Obiettivo del compito
Spiega perché, secondo il brano su Giuseppe Naccarella, l'allenatore ama l'Athletic Bilbao e il Southampton. Rispondi in una o due frasi.

Brano del documento
----

07/06/2017 – Tra passato e presente l’allenatore vastese racconta aneddoti vissuti in biancorosso da calciatore. Ora da allenatore spera un giorno di sedersi sulla panchina della sua città
Una vita colorata di bianco e rosso. Dai primi calci al pallone fino all’esordio a soli 15 anni in prima squadra con la Vastese, Giuseppe Naccarella, vastese doc, mai potrà togliere di dosso quei colori(“sono la mia seconda pelle”), oggi a 44 anni ha da tempo svestito i panni del giocatore iniziando subito quella da allenatore con risultati splendidi in questi ultimi sette anni vissuti sulla panchina dell’Acqua&Sapone dove non c’è nulla di biancorosso ma ha trovato una realtà che lo ha fatto lavorare con estrema tranquillità tra juniores e prima squadra dove ha disputato tre anni di Promozione e gli ultimi quattro in Eccellenza. A Montesilvano ci sarà poco di bianco e rosso ma quelle tonalità fanno comunque parte del suo quotidiano, lo hanno portato ad amare visceralmente realtà straniere come l’Athletic Bilbao(“è una malattia che nessuno può toccarmi, guai a criticare i baschi, ogni anno un gruppo di tifosi mi invia gadget di ogni tipo”) e il Southampton(“impazzivo in primis per Le Tissier che guarda caso indossava anche lui quei colori”), e da giocatore oltre alla sua Vastese è rimasto legatissimo a un’altra realtà come la Maceratese, colore di maglia? Biancorossa naturalmente. Tra passato e presente Peppe Naccarella nel corso dell’intervista ha ricordato come questo sport negli anni sia radicalmente cambiato lasciando aperta, anzi spalancata la porta sull’eventualità di rivederlo di nuovo all’Aragona ma questa volta né da avversario, né tantomeno da tifoso accanito.

----

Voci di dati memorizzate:

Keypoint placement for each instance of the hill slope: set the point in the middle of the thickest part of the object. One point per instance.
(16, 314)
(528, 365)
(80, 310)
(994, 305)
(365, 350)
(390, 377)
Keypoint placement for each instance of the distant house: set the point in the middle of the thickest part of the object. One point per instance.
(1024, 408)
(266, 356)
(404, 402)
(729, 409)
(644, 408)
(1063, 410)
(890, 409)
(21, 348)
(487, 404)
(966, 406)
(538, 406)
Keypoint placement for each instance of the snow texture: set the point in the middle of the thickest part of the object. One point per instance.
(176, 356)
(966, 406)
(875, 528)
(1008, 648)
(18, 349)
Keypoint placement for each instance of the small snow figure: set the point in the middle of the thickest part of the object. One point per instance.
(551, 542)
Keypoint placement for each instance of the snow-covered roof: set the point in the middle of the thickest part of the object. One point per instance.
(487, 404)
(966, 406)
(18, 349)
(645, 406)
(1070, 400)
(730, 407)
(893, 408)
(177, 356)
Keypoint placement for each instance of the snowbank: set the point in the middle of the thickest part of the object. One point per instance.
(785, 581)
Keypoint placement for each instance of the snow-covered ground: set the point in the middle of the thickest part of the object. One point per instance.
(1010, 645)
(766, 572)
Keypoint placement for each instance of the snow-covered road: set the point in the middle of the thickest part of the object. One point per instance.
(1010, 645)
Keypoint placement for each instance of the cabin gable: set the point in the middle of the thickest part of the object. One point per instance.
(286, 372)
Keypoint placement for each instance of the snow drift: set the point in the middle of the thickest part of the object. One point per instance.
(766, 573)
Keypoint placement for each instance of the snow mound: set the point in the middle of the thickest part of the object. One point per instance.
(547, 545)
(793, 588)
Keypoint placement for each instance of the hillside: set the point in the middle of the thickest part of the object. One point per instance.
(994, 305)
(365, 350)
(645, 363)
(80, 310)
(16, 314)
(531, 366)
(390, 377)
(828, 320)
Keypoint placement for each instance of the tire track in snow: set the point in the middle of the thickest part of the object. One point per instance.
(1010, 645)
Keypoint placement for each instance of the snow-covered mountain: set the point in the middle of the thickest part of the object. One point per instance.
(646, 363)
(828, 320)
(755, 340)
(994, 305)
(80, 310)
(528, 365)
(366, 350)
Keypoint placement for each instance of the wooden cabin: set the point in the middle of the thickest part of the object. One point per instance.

----

Soluzione del problema
I colori bianco e rosso, che fanno parte del suo quotidiano, lo hanno portato ad amare visceralmente l'Athletic Bilbao e il Southampton. Per il Southampton impazziva soprattutto per Le Tissier, che indossava anche lui quei colori.